### The task
Find every line below that contains the word "white" and copy each of those lines.

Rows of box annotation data

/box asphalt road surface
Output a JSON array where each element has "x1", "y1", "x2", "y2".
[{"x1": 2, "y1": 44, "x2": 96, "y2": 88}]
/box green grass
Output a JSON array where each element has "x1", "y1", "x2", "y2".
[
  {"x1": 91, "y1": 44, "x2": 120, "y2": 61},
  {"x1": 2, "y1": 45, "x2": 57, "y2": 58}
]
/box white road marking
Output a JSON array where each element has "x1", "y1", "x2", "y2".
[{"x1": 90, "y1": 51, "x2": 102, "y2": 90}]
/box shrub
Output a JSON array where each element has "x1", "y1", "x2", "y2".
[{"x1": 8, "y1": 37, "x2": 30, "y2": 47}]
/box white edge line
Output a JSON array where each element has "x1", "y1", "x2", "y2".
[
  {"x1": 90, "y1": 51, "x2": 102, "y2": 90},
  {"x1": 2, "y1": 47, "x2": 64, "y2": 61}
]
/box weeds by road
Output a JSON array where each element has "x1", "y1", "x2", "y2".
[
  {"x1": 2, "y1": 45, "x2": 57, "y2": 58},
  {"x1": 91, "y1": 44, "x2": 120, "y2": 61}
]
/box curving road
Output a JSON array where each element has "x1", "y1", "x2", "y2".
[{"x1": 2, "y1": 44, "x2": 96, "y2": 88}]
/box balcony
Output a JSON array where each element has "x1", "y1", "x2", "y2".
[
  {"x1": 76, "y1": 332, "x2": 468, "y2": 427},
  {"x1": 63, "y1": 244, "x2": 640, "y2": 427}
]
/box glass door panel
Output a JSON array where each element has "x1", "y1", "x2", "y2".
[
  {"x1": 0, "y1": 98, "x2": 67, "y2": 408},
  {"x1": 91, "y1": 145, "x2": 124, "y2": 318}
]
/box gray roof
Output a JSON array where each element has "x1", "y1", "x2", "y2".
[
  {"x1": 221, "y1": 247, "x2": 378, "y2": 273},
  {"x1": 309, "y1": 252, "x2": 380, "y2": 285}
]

### Full solution
/box white road marking
/box white edge line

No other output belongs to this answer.